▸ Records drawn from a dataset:
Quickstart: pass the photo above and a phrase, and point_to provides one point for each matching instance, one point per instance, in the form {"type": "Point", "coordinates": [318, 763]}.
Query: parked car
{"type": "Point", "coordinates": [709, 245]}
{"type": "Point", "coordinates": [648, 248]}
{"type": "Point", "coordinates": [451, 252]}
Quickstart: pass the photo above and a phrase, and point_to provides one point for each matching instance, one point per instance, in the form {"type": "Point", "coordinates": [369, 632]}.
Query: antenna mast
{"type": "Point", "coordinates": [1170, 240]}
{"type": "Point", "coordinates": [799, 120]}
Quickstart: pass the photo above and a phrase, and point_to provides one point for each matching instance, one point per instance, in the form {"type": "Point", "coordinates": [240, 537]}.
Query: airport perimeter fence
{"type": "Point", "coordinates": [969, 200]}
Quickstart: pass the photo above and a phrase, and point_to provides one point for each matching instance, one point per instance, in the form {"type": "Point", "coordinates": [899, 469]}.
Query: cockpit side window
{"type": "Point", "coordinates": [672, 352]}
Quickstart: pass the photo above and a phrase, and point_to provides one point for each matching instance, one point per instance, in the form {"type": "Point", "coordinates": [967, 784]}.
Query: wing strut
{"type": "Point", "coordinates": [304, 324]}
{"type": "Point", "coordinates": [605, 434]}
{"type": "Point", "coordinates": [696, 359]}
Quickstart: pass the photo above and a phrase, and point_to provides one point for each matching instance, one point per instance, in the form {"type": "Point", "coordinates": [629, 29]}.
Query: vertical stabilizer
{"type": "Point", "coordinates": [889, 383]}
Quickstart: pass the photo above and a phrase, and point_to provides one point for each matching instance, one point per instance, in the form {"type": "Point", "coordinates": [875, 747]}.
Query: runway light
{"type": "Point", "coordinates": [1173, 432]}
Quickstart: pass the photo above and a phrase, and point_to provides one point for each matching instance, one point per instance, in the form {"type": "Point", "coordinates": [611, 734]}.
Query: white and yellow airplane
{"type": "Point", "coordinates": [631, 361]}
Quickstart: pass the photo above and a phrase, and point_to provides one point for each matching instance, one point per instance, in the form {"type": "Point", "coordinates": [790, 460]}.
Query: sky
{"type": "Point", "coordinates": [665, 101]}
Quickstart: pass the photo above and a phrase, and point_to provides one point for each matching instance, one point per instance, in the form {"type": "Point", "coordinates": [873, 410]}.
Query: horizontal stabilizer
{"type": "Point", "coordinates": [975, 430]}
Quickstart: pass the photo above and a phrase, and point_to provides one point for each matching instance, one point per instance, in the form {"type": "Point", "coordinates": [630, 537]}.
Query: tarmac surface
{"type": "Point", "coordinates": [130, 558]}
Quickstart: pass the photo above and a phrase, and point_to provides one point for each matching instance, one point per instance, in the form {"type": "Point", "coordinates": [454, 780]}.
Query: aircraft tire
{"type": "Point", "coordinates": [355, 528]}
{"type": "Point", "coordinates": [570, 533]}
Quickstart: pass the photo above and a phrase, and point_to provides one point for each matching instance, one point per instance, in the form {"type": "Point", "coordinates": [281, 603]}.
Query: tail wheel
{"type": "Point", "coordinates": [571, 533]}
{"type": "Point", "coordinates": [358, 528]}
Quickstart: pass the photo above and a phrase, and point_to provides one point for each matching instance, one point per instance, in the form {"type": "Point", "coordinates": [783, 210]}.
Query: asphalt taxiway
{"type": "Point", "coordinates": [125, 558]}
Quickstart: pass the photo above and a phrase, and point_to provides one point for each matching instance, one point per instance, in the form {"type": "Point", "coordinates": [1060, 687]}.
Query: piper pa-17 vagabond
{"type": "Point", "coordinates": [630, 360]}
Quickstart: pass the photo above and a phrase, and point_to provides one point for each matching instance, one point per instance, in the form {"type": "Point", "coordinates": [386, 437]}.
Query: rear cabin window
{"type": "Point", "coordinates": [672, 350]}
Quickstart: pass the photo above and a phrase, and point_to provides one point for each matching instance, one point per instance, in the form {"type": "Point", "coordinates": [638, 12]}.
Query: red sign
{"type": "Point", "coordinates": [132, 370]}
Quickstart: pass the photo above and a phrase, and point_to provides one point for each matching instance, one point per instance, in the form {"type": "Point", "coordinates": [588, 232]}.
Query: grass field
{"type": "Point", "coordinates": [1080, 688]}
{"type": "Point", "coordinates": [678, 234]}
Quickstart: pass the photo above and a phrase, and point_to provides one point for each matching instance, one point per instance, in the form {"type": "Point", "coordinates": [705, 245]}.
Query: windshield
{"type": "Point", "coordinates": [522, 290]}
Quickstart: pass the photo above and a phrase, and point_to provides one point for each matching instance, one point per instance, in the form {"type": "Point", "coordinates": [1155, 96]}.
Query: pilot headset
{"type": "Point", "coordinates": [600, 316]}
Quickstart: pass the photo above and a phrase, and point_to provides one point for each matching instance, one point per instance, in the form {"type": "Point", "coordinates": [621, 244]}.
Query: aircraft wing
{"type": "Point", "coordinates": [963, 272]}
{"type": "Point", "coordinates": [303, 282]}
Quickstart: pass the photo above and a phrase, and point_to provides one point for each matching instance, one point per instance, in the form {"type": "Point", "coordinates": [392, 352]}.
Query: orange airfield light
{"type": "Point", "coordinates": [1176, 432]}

▸ EXERCISE REQUIREMENTS:
Your answer should be the records above, set down exactly.

▸ ANSWER TO THIS TASK:
Quickstart: pass the photo above and a phrase, and point_to provides one point for each matching instance, one point per instance, in the form {"type": "Point", "coordinates": [318, 763]}.
Query: parked car
{"type": "Point", "coordinates": [709, 245]}
{"type": "Point", "coordinates": [648, 248]}
{"type": "Point", "coordinates": [451, 252]}
Quickstart: pass the photo above and a phrase, and point_to provides one point for each matching instance, one point per instance, in the form {"type": "Point", "coordinates": [369, 632]}.
Query: antenna mast
{"type": "Point", "coordinates": [1170, 240]}
{"type": "Point", "coordinates": [799, 120]}
Quickstart: pass the photo above and a phrase, and point_to provides one point for each matching instance, one point per instance, in the form {"type": "Point", "coordinates": [240, 537]}.
Query: airport perimeter fence
{"type": "Point", "coordinates": [969, 200]}
Quickstart: pass the photo above and a phrase, and point_to provides one point for each matching instance, one point per instance, in the form {"type": "Point", "coordinates": [899, 469]}.
Query: cockpit side window
{"type": "Point", "coordinates": [672, 352]}
Quickstart: pass the photo above and a phrase, and point_to provides one point for each matching instance, one point per instance, in the form {"type": "Point", "coordinates": [967, 784]}.
Query: wing strut
{"type": "Point", "coordinates": [304, 324]}
{"type": "Point", "coordinates": [605, 434]}
{"type": "Point", "coordinates": [696, 359]}
Quickstart: pass the photo above and a phrase, and point_to provides one point for each matching instance, one point per instance, in the form {"type": "Point", "coordinates": [629, 29]}.
Query: vertical stabilizer
{"type": "Point", "coordinates": [889, 383]}
Quickstart: pass the photo above and a phrase, and point_to provides one point for each matching instance, one point per instance, in the form {"type": "Point", "coordinates": [875, 747]}.
Query: runway light
{"type": "Point", "coordinates": [1173, 432]}
Quickstart: pass the photo above and a phrase, and point_to provides one point for each matching instance, one point per instance, in the form {"type": "Point", "coordinates": [611, 734]}.
Query: white and yellow airplane
{"type": "Point", "coordinates": [631, 361]}
Quickstart: pass the photo above and a phrase, and point_to provides one point for each matching instance, one point per instance, in the form {"type": "Point", "coordinates": [790, 460]}.
Query: sky
{"type": "Point", "coordinates": [665, 101]}
Quickstart: pass the photo above and a phrase, and point_to provides one point for each matching instance, one point per instance, in the form {"type": "Point", "coordinates": [873, 410]}.
Query: horizontal stabilizer
{"type": "Point", "coordinates": [975, 430]}
Quickstart: pass the photo above and a phrase, and point_to provides one point for each matching instance, one point per instance, in the form {"type": "Point", "coordinates": [630, 537]}.
Query: tarmac surface
{"type": "Point", "coordinates": [130, 558]}
Quickstart: pass the photo above and a phrase, and point_to provides one point for each matching instance, one point per instance, in the form {"type": "Point", "coordinates": [454, 780]}.
Query: aircraft tire
{"type": "Point", "coordinates": [355, 528]}
{"type": "Point", "coordinates": [570, 533]}
Quickstart: pass the photo above and a phrase, and point_to provides one point for each matching instance, one point per instance, in the form {"type": "Point", "coordinates": [281, 603]}.
Query: tail wheel
{"type": "Point", "coordinates": [571, 533]}
{"type": "Point", "coordinates": [358, 528]}
Quickstart: pass the photo above and a phrase, and point_to provides one point for each matching instance, one point per instance, in the form {"type": "Point", "coordinates": [783, 210]}.
Query: asphalt taxiway
{"type": "Point", "coordinates": [125, 558]}
Quickstart: pass the photo above and a phrase, and point_to provides one point for each matching instance, one point per instance, in the form {"type": "Point", "coordinates": [1060, 687]}.
Query: piper pa-17 vagabond
{"type": "Point", "coordinates": [630, 360]}
Quickstart: pass the photo above and a phrase, and point_to provides one point for each matching instance, one point per instance, in the form {"type": "Point", "coordinates": [386, 437]}.
Query: rear cabin window
{"type": "Point", "coordinates": [672, 350]}
Quickstart: pass the photo above and a phrase, and point_to provides one point for each matching instance, one point per instance, in the form {"type": "Point", "coordinates": [638, 12]}.
Query: red sign
{"type": "Point", "coordinates": [132, 370]}
Quickstart: pass the photo above and a phrase, and point_to provides one point for each matching instance, one point per instance, in the form {"type": "Point", "coordinates": [588, 232]}.
Query: grass field
{"type": "Point", "coordinates": [1080, 688]}
{"type": "Point", "coordinates": [678, 234]}
Quickstart: pass the photo above and a phrase, and point_to provides one point for each matching instance, one point per instance, in the form {"type": "Point", "coordinates": [705, 245]}.
Query: windshield
{"type": "Point", "coordinates": [522, 290]}
Quickstart: pass the photo above and a phrase, and point_to provides one point for each matching instance, one point per instance, in the form {"type": "Point", "coordinates": [1155, 96]}.
Query: pilot headset
{"type": "Point", "coordinates": [600, 316]}
Quickstart: pass the photo above and a phrase, and point_to provides one point for each matching instance, one point per instance, in the form {"type": "Point", "coordinates": [621, 244]}.
Query: aircraft wing
{"type": "Point", "coordinates": [963, 272]}
{"type": "Point", "coordinates": [303, 282]}
Quickstart: pass the photo above and a phrase, and point_to provides one point for each matching instance, one point per instance, in the form {"type": "Point", "coordinates": [392, 352]}.
Query: orange airfield light
{"type": "Point", "coordinates": [1176, 432]}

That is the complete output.